### [Exercise directions]
State how many lines of the data below contain the string "cathedral". Give the number alone.

### [Data shown]
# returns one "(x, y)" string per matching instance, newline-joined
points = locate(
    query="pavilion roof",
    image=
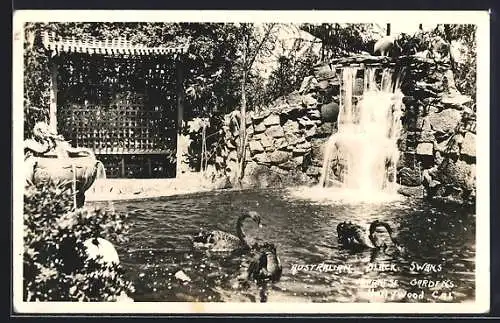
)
(111, 47)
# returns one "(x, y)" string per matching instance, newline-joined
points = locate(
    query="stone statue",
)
(48, 156)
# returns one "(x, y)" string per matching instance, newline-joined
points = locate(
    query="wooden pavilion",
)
(122, 100)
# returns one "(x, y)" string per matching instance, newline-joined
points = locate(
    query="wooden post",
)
(53, 96)
(122, 164)
(180, 112)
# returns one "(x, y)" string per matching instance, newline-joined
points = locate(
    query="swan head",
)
(204, 237)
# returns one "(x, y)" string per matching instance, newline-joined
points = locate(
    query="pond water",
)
(304, 230)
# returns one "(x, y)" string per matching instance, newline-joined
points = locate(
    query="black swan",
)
(263, 266)
(353, 236)
(217, 240)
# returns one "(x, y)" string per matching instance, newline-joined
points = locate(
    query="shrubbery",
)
(56, 264)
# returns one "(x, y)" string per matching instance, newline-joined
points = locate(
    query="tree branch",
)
(259, 47)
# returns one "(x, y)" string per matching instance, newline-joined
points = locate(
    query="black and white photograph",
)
(250, 161)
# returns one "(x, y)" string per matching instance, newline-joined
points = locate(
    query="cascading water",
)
(363, 154)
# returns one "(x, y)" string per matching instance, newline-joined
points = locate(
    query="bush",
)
(56, 264)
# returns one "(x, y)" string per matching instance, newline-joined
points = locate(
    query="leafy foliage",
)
(342, 39)
(36, 79)
(56, 265)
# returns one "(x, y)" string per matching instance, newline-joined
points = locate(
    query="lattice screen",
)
(122, 108)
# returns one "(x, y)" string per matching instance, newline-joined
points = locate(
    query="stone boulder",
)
(455, 101)
(271, 120)
(308, 84)
(445, 121)
(326, 129)
(259, 128)
(255, 147)
(359, 85)
(260, 176)
(262, 158)
(275, 131)
(330, 112)
(278, 157)
(469, 145)
(323, 72)
(291, 127)
(409, 177)
(457, 174)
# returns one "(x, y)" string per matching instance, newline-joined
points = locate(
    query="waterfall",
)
(363, 154)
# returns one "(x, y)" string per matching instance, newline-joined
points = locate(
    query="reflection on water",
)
(304, 231)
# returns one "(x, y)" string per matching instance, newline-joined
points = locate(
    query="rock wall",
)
(285, 141)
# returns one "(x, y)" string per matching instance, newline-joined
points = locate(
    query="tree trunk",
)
(243, 124)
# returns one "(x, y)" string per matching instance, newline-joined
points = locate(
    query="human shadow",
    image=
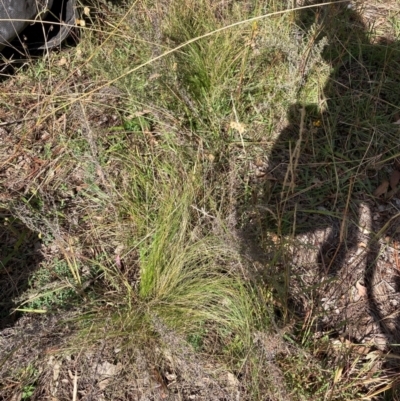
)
(20, 257)
(326, 164)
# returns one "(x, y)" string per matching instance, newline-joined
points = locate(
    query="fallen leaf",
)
(382, 189)
(107, 369)
(394, 178)
(362, 291)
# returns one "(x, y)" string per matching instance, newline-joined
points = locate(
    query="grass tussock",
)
(179, 166)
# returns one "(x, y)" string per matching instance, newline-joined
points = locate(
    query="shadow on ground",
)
(19, 257)
(323, 171)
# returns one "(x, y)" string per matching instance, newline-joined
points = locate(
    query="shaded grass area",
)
(167, 202)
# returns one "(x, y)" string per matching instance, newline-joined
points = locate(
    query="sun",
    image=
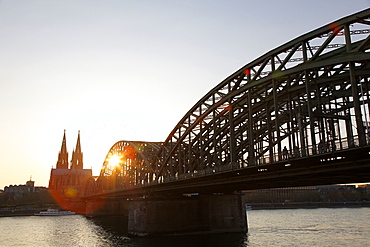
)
(114, 160)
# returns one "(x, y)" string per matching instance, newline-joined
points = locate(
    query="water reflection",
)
(113, 230)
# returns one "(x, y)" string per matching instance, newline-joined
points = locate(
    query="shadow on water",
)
(114, 231)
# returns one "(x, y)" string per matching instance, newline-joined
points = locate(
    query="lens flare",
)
(114, 160)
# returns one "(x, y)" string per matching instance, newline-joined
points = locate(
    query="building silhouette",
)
(67, 180)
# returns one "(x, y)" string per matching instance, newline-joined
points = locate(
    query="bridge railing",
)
(320, 148)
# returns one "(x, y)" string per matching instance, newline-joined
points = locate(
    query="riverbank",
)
(297, 205)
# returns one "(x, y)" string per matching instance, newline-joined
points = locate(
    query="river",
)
(282, 227)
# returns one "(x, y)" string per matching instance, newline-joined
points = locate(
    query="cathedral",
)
(68, 180)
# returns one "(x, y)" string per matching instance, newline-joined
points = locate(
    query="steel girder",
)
(308, 96)
(128, 163)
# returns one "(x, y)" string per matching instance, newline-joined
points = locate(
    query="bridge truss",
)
(307, 97)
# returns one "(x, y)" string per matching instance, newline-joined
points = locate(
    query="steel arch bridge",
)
(306, 98)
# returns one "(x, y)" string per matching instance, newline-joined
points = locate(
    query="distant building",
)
(17, 191)
(69, 181)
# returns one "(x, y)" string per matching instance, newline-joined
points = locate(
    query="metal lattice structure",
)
(306, 97)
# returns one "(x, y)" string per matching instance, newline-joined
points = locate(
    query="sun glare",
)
(114, 160)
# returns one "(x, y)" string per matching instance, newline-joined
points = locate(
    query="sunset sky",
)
(125, 70)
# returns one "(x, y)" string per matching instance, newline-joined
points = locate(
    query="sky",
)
(125, 70)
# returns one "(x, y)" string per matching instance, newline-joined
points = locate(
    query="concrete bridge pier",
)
(221, 213)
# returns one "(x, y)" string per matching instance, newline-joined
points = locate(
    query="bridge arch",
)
(309, 95)
(306, 97)
(128, 163)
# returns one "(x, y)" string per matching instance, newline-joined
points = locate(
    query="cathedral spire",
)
(77, 157)
(62, 162)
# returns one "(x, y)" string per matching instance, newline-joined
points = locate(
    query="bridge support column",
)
(196, 214)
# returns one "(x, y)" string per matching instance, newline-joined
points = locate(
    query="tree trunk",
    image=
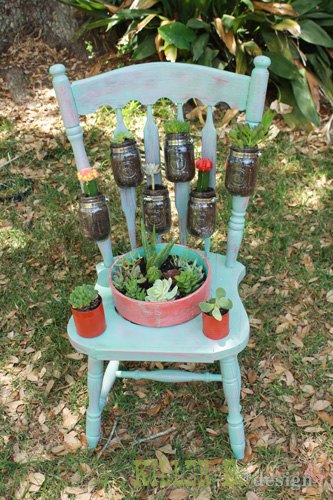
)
(55, 22)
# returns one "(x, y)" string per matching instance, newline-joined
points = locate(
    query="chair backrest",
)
(147, 83)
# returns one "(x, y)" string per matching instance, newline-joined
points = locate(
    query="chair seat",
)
(123, 340)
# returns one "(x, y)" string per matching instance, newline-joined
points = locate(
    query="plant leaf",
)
(311, 32)
(177, 34)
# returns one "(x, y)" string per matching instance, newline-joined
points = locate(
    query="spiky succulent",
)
(153, 274)
(133, 290)
(153, 258)
(188, 281)
(214, 305)
(83, 296)
(160, 291)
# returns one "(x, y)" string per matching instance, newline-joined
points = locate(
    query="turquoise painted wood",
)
(125, 341)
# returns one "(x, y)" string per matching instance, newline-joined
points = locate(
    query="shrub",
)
(296, 35)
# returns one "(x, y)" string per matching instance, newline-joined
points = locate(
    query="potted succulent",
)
(125, 160)
(178, 152)
(215, 315)
(93, 208)
(242, 162)
(88, 311)
(156, 202)
(159, 284)
(201, 214)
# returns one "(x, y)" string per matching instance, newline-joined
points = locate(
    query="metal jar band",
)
(94, 217)
(201, 215)
(241, 171)
(126, 163)
(156, 209)
(179, 157)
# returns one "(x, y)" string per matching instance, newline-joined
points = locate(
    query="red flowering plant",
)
(88, 177)
(204, 165)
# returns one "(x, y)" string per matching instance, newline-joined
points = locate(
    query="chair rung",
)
(170, 376)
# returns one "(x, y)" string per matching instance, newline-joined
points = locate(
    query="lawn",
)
(286, 369)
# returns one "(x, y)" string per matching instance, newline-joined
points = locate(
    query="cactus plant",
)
(214, 305)
(83, 296)
(176, 127)
(160, 291)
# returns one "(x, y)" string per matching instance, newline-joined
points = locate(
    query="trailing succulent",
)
(147, 278)
(214, 305)
(83, 296)
(161, 291)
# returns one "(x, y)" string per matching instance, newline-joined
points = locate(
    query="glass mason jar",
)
(241, 170)
(156, 209)
(94, 217)
(179, 157)
(201, 214)
(126, 163)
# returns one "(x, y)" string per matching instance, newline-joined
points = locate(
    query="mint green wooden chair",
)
(125, 341)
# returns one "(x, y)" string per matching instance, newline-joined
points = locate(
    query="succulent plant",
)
(214, 305)
(160, 291)
(152, 169)
(153, 258)
(153, 274)
(133, 290)
(176, 126)
(243, 135)
(188, 281)
(121, 137)
(83, 296)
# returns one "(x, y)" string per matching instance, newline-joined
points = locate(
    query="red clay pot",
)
(214, 329)
(160, 314)
(90, 324)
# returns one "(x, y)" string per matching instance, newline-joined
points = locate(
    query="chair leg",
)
(108, 381)
(231, 385)
(93, 421)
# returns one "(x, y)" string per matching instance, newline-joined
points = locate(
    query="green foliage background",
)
(296, 35)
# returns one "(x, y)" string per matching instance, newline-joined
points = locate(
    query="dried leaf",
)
(69, 420)
(71, 441)
(326, 417)
(164, 463)
(178, 494)
(321, 404)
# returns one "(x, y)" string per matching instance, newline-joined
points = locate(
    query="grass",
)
(287, 249)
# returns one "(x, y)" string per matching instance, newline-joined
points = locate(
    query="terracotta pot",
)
(90, 323)
(94, 217)
(160, 314)
(179, 157)
(201, 214)
(241, 171)
(156, 209)
(214, 329)
(126, 163)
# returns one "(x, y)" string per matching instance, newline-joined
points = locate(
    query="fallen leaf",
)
(164, 463)
(326, 417)
(205, 494)
(178, 494)
(71, 441)
(69, 420)
(321, 404)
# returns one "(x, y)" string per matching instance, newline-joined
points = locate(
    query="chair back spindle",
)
(147, 83)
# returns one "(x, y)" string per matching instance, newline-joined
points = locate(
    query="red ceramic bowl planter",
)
(160, 314)
(214, 329)
(90, 324)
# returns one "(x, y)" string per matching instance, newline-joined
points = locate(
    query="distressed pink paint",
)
(160, 314)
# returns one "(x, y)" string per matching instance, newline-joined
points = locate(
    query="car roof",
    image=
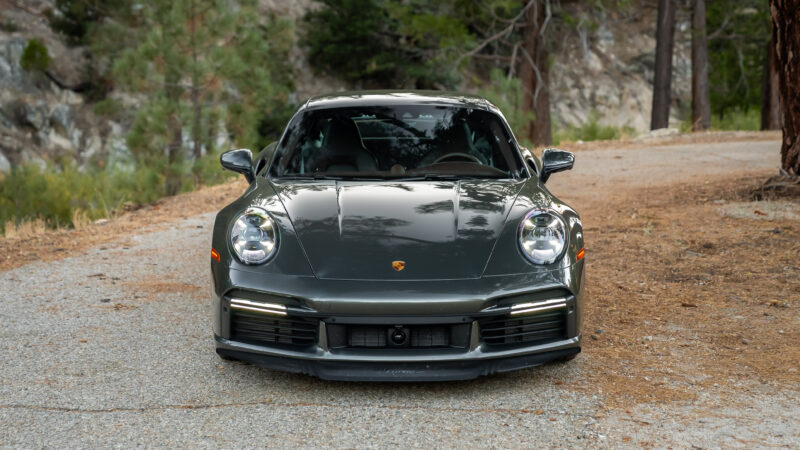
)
(390, 98)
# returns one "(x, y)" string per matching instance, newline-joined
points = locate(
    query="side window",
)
(260, 164)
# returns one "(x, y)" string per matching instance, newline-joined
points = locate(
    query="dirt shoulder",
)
(57, 244)
(626, 164)
(686, 297)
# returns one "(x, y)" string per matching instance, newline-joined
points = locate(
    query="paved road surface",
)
(113, 348)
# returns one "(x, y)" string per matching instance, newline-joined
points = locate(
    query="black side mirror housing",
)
(555, 160)
(239, 161)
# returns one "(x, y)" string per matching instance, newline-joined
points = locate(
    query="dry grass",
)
(33, 241)
(25, 230)
(684, 299)
(707, 137)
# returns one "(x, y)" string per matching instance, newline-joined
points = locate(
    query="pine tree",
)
(202, 64)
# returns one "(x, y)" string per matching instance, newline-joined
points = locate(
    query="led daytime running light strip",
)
(546, 305)
(267, 308)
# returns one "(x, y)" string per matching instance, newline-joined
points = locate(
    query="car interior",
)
(372, 143)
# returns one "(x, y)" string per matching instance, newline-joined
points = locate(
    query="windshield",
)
(397, 142)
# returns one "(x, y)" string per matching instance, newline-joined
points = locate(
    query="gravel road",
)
(113, 347)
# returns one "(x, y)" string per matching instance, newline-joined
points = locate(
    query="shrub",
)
(68, 197)
(35, 56)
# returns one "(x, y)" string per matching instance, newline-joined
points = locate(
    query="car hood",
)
(359, 230)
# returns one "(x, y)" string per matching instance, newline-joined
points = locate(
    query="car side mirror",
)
(239, 161)
(555, 160)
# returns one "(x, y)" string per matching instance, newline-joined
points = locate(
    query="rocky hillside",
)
(597, 71)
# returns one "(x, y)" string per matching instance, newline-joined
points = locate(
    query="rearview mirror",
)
(239, 161)
(555, 160)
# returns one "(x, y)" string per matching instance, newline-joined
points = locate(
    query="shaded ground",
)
(691, 333)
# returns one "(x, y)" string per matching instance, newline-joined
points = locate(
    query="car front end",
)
(381, 276)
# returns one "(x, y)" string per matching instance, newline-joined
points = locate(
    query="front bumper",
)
(464, 305)
(398, 368)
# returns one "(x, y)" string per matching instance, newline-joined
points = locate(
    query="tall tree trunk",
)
(701, 102)
(770, 100)
(195, 94)
(786, 36)
(175, 132)
(663, 71)
(534, 73)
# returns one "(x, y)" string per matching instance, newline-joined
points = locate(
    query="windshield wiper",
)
(443, 176)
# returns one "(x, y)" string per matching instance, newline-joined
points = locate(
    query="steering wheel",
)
(457, 155)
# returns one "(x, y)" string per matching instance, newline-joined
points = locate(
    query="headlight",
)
(542, 236)
(254, 237)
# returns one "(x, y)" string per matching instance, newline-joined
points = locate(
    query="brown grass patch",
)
(682, 298)
(148, 288)
(31, 242)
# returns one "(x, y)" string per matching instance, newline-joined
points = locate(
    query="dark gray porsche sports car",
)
(397, 236)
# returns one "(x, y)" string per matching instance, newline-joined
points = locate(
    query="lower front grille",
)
(262, 329)
(418, 337)
(411, 336)
(529, 330)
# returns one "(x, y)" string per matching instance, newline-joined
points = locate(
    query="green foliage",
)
(387, 44)
(8, 25)
(737, 56)
(203, 65)
(591, 131)
(738, 119)
(35, 56)
(507, 94)
(55, 194)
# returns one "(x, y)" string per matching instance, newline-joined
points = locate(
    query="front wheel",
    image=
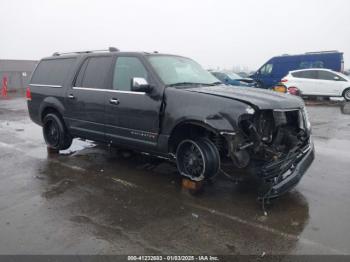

### [Result below]
2